§ Prompt: Pick up the renewable energy report article from its last sentence and continue it.

>> start Source passage

US renewable energy output could soar with right policies: report

Washington (Platts)--1May2007


US renewable energy groups Tuesday said green power could provide 635 GW
of new capacity within 20 years, and that ethanol and biodiesel could displace
as much as 40% of gasoline supply by 2030 if Congress sets the right policies.

The findings, contained in a new report released by the organizations,
comes just before the Democratic-controlled Congress begins writing a new
energy policy.

"A fundamental problem with the development and deployment of renewable
technologies has been the uncertainty of government policy," groups
representing the biomass, cogeneration, geothermal, hydropower, solar, wind
and renewable fuels industries said in "Joint Outlook on Renewable Energy in
America."

"Support for both research-push and market-pull policies has been
constrained by short-term commitments, which are destabilizing to industrial
growth. If renewable energy is to be developed to its full potential, decades
of underinvestment in energy research and dissemination must end," the report
said.

The report called on policymakers to act with "resolve and decisiveness,"
and highlights economic, environmental and reliability and security of using
more renewable energy. The groups said long-term tax credits to spur renewable
energy growth and an "accelerated national" research to "scale up" production
are among the things needed for their companies to capture 25% of the energy
market by 2025.

>> end Source passage
>> start Material supplied

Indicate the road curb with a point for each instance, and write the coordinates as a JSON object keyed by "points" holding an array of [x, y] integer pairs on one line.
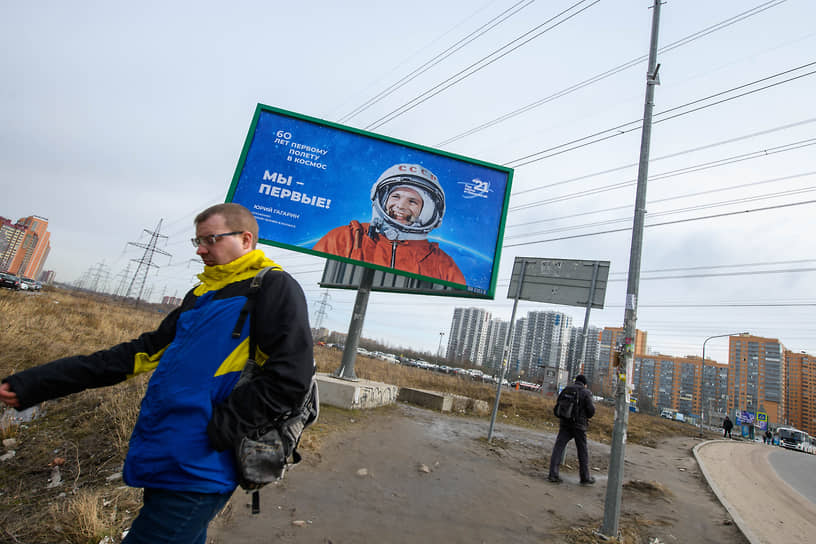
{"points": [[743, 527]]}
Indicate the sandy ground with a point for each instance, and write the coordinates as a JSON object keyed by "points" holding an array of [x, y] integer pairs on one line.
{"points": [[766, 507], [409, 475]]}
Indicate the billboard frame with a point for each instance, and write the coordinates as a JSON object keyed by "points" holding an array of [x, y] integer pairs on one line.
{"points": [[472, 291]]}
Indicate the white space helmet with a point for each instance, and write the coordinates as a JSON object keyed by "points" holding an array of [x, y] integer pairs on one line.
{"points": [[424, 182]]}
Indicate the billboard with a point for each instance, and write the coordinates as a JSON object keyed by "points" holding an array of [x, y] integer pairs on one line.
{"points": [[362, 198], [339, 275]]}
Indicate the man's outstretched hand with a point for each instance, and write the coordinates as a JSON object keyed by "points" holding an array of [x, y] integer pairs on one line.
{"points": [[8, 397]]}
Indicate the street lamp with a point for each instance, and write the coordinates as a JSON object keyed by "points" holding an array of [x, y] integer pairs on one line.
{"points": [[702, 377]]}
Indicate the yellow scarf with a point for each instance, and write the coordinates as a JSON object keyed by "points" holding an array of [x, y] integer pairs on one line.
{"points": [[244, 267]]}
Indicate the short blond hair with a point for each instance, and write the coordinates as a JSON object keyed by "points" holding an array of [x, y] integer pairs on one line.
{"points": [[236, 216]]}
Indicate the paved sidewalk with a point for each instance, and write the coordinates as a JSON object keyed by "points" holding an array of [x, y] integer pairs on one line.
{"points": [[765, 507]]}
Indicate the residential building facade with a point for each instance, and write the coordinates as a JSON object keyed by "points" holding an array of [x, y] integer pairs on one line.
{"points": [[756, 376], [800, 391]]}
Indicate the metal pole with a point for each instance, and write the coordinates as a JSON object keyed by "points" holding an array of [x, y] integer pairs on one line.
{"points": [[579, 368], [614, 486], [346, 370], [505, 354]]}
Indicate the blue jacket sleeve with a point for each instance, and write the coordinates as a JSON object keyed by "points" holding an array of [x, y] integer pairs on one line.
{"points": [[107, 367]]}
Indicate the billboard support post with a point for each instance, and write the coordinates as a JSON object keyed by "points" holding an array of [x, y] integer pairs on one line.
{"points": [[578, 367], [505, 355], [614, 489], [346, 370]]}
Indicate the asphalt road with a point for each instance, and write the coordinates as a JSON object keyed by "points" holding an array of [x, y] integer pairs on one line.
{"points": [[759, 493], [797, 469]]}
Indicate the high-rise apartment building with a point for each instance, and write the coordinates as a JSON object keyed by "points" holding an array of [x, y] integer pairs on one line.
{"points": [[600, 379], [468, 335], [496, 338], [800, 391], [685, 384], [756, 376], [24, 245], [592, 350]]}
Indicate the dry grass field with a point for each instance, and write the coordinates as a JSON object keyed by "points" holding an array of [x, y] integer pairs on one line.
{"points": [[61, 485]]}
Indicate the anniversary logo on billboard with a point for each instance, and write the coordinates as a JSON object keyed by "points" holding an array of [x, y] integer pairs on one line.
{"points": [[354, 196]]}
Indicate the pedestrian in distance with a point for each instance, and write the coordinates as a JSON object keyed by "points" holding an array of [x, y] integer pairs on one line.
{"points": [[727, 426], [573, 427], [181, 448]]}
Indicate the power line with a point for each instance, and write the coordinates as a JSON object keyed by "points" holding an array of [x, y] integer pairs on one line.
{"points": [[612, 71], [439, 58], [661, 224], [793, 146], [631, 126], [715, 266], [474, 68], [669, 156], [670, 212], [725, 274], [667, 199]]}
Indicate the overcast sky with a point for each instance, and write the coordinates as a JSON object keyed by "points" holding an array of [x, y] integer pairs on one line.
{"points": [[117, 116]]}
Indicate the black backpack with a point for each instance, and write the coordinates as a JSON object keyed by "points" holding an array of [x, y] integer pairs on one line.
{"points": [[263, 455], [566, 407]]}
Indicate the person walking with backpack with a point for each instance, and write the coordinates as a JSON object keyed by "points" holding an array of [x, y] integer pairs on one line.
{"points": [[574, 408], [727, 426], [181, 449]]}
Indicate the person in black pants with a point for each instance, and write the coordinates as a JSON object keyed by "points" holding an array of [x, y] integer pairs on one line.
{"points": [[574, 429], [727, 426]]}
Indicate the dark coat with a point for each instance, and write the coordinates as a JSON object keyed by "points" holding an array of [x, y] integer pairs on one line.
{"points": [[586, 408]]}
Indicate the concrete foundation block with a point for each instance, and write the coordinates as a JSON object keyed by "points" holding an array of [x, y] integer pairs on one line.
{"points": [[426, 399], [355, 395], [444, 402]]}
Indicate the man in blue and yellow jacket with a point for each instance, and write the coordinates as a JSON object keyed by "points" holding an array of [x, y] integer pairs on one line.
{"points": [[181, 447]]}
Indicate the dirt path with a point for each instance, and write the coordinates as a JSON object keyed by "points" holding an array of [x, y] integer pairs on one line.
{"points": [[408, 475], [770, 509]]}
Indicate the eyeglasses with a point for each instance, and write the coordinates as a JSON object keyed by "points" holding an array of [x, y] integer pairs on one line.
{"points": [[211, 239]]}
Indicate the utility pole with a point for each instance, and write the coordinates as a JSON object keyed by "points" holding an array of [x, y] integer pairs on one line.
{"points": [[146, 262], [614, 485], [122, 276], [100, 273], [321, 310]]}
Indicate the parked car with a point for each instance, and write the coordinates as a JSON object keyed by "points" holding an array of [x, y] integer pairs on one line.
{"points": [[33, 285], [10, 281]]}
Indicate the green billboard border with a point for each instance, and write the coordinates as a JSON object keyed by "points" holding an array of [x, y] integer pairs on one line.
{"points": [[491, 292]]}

>> end Material supplied
>> start Material supplied

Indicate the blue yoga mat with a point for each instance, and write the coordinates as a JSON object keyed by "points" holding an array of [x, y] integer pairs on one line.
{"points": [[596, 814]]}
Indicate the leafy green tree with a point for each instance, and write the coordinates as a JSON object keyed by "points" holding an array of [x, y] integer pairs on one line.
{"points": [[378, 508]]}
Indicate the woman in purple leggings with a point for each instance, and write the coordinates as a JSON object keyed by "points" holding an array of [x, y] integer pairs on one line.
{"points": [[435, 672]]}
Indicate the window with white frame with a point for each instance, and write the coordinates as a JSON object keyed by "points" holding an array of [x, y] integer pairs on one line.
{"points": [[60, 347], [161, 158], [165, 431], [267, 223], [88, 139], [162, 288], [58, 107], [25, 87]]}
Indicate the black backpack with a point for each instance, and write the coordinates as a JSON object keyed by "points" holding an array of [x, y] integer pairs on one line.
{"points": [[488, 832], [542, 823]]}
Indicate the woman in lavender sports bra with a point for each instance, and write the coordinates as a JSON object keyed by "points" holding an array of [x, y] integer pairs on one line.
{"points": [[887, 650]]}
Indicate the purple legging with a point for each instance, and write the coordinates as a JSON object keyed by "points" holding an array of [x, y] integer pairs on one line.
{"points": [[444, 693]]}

>> end Material supplied
>> start Material supplied

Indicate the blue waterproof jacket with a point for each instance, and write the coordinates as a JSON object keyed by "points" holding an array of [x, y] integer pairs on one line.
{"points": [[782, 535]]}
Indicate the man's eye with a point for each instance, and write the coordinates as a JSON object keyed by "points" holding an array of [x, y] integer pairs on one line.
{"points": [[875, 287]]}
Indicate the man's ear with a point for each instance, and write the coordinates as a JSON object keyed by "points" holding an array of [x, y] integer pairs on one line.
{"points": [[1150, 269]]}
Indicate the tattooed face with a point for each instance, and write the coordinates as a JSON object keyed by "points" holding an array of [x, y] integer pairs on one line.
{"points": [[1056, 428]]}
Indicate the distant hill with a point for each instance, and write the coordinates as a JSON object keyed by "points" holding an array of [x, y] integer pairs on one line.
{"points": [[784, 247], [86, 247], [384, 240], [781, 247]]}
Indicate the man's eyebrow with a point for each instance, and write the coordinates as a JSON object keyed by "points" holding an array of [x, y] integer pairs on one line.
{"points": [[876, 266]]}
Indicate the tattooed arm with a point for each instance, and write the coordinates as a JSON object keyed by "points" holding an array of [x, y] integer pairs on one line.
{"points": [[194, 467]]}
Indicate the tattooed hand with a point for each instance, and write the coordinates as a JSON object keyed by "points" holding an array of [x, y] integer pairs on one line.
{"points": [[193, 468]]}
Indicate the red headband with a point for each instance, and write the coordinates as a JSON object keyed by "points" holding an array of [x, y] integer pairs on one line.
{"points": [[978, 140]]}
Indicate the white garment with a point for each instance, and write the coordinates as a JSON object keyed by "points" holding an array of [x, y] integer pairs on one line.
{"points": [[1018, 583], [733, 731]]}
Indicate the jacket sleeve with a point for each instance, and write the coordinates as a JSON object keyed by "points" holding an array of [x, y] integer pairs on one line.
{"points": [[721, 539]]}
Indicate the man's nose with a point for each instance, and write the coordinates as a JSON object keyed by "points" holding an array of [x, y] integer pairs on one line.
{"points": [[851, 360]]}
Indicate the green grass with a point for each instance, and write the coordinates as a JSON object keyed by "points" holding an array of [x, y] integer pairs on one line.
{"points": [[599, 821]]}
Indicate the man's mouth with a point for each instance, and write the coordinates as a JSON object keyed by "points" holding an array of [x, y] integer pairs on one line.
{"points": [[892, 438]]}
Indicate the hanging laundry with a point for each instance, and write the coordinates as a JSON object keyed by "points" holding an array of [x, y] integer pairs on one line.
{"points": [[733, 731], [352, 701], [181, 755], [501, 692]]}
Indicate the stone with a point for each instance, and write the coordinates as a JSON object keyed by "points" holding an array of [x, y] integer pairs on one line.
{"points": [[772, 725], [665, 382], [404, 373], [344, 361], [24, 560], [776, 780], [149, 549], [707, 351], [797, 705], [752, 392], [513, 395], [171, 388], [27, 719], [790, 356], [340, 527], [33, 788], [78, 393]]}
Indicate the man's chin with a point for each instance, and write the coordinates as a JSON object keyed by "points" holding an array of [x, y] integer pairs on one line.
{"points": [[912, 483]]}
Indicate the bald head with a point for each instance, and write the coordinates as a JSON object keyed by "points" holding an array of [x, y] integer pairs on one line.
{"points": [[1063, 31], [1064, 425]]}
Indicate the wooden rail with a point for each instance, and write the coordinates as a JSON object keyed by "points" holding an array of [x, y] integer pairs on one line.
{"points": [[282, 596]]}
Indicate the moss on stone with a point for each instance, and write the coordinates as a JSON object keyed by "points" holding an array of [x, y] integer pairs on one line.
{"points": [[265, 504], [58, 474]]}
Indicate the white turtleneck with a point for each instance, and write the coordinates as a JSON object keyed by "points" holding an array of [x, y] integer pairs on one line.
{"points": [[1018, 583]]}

>> end Material supplied

§ Answer:
The 635 GW is equal to half of today's US generating capacity. The study
said wind energy could provide the bulk, or 248 GW, by 2025 followed by solar
energy at 164 GW, biomass and geothermal energy at 100 GW each, and hydropower
and ocean energy contributing as much as 23 GW.

"Many renewable technologies were developed in the US, but lost essential
support," the report said. "Now, our inconsistent policies threaten to
sacrifice tremendous opportunities for economic development and export. If
America wishes to lead in the development of today's most promising energy
sources, our country must provide the essential policy environment for private
sector investment and growth of renewable energy in our domestic market."

But in addition to the "essential policy environment" it advocates, the
report noted there are other obstacles and "significant uncertainties" that
could cloud renewable energy's future, including a potential shortage of
electricity transmission capacity, the uncertainty of oil prices, climate
change action, whether technology "breakthroughs" come, and policies and
opportunities abroad.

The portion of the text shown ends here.